§ **TASK PROMPT**: Please reproduce every line of the items below word for word, leaving out the pictures.

Start of EXERCISE MATERIALS

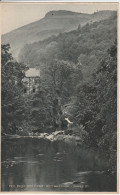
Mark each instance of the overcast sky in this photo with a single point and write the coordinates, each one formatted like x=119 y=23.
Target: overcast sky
x=15 y=15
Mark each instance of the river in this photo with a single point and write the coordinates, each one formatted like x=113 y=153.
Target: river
x=32 y=164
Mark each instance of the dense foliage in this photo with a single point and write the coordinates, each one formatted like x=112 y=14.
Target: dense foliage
x=78 y=81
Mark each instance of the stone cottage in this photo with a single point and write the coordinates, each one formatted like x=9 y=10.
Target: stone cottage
x=31 y=81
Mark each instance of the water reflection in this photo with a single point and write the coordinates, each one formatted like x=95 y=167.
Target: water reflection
x=30 y=164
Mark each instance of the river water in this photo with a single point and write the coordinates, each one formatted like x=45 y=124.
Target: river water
x=32 y=164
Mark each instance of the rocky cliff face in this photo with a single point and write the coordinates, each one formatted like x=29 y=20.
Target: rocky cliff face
x=53 y=23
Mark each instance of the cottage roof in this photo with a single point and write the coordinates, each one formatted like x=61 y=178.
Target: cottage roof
x=32 y=72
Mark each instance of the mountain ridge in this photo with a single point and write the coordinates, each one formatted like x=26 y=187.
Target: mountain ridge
x=61 y=21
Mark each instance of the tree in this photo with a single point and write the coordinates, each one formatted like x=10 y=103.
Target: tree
x=12 y=104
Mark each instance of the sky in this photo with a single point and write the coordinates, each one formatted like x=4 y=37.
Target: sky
x=15 y=15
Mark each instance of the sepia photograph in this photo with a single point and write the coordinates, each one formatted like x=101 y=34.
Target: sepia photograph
x=59 y=97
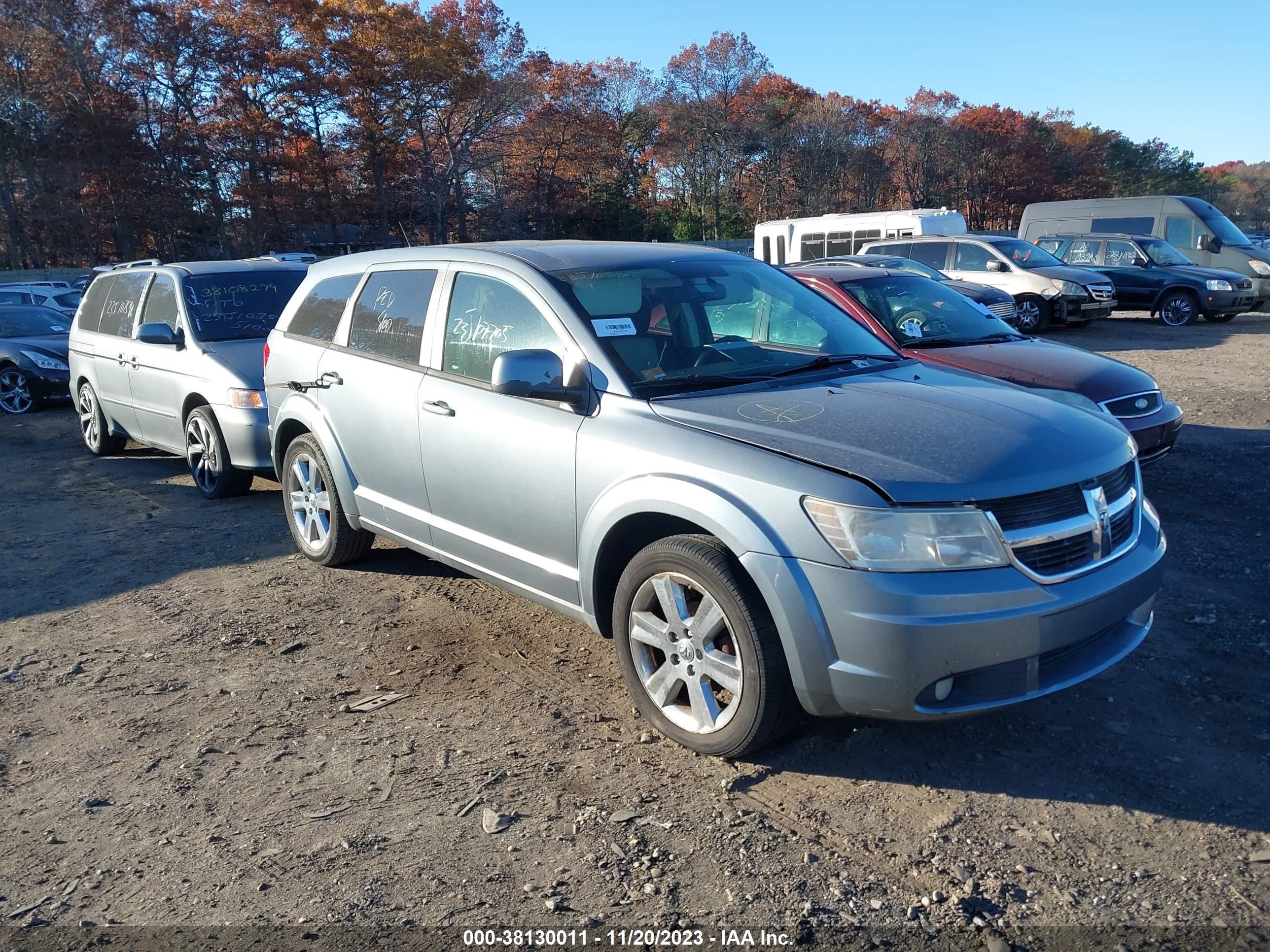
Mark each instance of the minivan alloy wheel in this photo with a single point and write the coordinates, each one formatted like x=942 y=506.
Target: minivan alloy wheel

End of EXERCISE MATERIALS

§ **RESPONSE TO THIS EXERCISE**:
Mark each instance of the overcast sky in this photo with a single point and write the coordinates, each one formatted like x=119 y=23.
Target: overcast sky
x=15 y=15
Mark each instance of the river in this photo with a single point and write the coordinates, each one formatted like x=113 y=153.
Target: river
x=32 y=164
Mark each instance of the dense foliage in this photo with a single point and write the coordinates, each one formatted like x=112 y=14.
Target: dense foliage
x=78 y=81
Mark each instance of the stone cottage in this photo with a single point and write the coordinates, each one formatted like x=9 y=10.
Target: stone cottage
x=31 y=81
Mark each instance of the water reflection in this photo with a single point and write the coordinates, each one formatted like x=95 y=167.
Target: water reflection
x=30 y=164
Mark each instance of the river water in this photo with a single point and write the coordinates, each one formatted like x=45 y=124.
Target: river water
x=32 y=164
Mark each instance of the rocky cliff face in this photo with a single point and write the coordinates, each one formatted like x=29 y=20.
Target: rocky cliff face
x=53 y=23
Mark each instance of the cottage roof in this photo with a single point and write the coordinates, each one formatted like x=61 y=178.
Target: cottage roof
x=32 y=72
Mark each instance of the mountain ridge in this photo with a single point and write the coordinates, each one formatted like x=26 y=187.
Target: mountain ridge
x=61 y=21
Mark each instance of the tree in this photo with a single point and write the coordinates, each one formatted like x=10 y=103.
Target: tree
x=12 y=104
Mark each instance of the sky in this photo with a single point and write the coordinates, each one formatted like x=4 y=37.
Target: sky
x=15 y=15
Mark each instance of the sepia photograph in this photo with a single point and write the coordinates, each one formatted like x=101 y=34.
Target: sepia photograph
x=59 y=97
Mark each instance of the minivan alloy wheel in this photo with a single point and write the coordinates, each one formatted like x=942 y=506.
Target: minivan alloy wheel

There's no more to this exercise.